=== TEXTO FORNECIDO ===
Os debates em torno da questão desenrolaram-se no correr de todo o ano de 1997, estendendo-se pelos três anos posteriores, posto que amainados, até que, subitamente, desapareceram do noticiário. Envolveram médicos, biólogos, técnicos em engenharia genética, juristas e legisladores, entre outros. Sem falar, claro, em líderes religiosos de praticamente todas as crenças. Na opinião da maioria, tal prática, envolvendo seres humanos, deveria ser absolutamente proibida, por apresentar, além de óbvias questões éticas rigorosamente inaceitáveis, riscos de mutações genéticas, entre outros. Havia (será que há?) evidente perigo de criações de monstros.

É desnecessário repetir os argumentos em contrário, do ponto de vista moral, apresentados desde então. Aliás, especialistas renomados na área duvidavam que Richard Seed, que afirmava ter obtido doutorado de Física na Universidade de Harvard (e que, portanto, sequer é biólogo) reunisse conhecimentos técnicos suficientes para empreender a experiência. E o tempo mostrou que não reunia mesmo. Tanto que não conseguiu clonar nenhuma pessoa. Fica a dúvida se tentou ou não fazer isso e, em caso positivo, no que resultou sua tentativa, certamente frustrada.

[Entradas do conjunto de dados]
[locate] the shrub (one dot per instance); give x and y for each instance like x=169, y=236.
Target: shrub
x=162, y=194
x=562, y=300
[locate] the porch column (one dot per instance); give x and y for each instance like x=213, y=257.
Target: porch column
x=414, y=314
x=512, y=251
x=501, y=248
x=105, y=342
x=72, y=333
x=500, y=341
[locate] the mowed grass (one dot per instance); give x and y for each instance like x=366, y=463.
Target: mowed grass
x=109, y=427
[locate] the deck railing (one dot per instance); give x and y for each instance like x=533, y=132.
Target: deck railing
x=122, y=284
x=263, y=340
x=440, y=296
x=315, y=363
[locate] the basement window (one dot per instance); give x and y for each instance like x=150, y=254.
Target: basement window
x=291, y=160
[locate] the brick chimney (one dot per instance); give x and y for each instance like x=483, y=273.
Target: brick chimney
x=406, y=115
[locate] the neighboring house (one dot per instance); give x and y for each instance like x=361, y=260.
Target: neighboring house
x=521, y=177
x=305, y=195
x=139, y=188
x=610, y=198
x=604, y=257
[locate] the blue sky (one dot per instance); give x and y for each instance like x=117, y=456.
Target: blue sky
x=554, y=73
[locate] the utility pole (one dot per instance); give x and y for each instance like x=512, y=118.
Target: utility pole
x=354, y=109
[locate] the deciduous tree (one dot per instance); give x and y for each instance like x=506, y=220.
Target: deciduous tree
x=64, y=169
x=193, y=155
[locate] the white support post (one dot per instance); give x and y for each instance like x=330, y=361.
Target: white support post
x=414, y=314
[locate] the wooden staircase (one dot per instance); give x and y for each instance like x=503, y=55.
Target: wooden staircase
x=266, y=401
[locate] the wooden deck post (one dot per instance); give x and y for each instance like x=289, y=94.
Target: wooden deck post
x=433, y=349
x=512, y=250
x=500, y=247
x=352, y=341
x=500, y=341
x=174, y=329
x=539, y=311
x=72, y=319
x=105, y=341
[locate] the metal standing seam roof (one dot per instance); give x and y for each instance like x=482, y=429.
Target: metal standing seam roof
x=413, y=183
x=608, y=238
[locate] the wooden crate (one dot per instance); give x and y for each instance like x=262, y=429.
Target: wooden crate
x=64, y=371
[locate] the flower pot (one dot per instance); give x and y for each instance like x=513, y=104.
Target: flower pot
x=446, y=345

==

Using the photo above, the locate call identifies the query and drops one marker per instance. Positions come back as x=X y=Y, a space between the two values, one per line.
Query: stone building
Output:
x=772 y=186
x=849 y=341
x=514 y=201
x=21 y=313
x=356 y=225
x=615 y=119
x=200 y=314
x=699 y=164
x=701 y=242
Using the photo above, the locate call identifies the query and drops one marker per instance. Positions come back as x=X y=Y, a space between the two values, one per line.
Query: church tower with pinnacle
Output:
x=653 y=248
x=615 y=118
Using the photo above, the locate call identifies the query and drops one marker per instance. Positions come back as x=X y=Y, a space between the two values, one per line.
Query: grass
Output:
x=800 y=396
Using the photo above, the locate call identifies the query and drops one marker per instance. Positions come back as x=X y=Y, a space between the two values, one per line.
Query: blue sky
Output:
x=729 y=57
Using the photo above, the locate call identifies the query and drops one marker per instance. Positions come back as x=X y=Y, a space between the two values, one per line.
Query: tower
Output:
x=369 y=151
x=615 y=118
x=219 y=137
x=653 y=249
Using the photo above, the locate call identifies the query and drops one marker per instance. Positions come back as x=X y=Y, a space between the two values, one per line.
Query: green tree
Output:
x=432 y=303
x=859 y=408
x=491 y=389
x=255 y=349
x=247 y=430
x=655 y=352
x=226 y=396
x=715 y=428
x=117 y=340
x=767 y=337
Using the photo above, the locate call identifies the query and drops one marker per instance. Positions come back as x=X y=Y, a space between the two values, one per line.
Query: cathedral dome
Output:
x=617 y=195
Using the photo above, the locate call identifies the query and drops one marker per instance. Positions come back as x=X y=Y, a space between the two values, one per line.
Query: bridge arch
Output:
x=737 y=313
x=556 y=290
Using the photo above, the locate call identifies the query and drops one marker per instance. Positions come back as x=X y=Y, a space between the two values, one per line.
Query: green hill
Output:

...

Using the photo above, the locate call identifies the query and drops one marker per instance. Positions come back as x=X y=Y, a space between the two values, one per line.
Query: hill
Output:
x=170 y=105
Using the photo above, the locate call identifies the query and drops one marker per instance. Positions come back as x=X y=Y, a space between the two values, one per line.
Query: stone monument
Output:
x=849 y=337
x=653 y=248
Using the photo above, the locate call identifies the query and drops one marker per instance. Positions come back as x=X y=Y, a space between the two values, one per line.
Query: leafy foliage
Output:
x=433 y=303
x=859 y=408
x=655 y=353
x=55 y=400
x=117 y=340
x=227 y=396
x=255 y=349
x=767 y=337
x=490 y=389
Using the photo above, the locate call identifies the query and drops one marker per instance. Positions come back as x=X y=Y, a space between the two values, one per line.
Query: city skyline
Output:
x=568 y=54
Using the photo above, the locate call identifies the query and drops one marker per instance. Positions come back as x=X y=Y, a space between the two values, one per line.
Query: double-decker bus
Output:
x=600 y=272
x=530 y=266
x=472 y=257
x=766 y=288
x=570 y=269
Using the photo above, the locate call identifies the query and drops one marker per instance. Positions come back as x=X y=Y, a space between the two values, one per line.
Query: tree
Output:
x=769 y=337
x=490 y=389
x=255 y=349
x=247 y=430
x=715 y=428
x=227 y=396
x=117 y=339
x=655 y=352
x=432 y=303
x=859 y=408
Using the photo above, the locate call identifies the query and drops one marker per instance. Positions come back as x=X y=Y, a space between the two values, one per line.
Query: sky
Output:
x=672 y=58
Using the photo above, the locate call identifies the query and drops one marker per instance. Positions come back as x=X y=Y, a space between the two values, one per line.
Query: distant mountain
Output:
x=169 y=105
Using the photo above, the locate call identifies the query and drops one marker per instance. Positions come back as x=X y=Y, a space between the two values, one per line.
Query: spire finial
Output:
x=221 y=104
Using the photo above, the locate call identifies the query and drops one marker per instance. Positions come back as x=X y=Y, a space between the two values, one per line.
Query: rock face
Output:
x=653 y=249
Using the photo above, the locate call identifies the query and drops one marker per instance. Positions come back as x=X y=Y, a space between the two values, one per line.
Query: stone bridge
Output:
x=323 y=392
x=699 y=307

=== TAREFAS DO EXERCÍCIO ===
**a.** No texto sobre a clonagem humana, em que universidade Richard Seed afirmava ter obtido doutorado em Física?
**b.** Continue o texto sobre a clonagem humana a partir da última frase.

=== RESPOSTAS DAS TAREFAS ===
**a.** Na Universidade de Harvard.

**b.**
Os pesquisadores do instituto PPL fracassaram em pelo menos 277 tentativas, antes que Dolly pudesse ser "produzida" e só obtiveram êxito na 278ª. De qualquer forma, a intuição "me cochicha" que um dia, em algum lugar, com respaldo legal ou sem ele, e por mais hediondo, perigoso e desnecessário que seja esse procedimento, alguém vai tentar (se é que já não tentou) e terá êxito, produzindo "replicantes" humanos.

É a vida copiando a ficção, como no caso do submarino nuclear Nautilus, preconizado por Júlio Verne em seu livro “Vinte mil léguas submarinas” – que se materializou, em 1953, nos Estados Unidos, com o lançamento ao mar do primeiro submergível movido a energia atômica, batizado com o mesmo nome da máquina imaginada pelo escritor francês, comandada pelo Capitão Nemo, e que hoje se tornou coisa trivial – e de tantos e tantos outros inventos, que concretizaram a imaginação de ilustres e delirantes ficcionistas.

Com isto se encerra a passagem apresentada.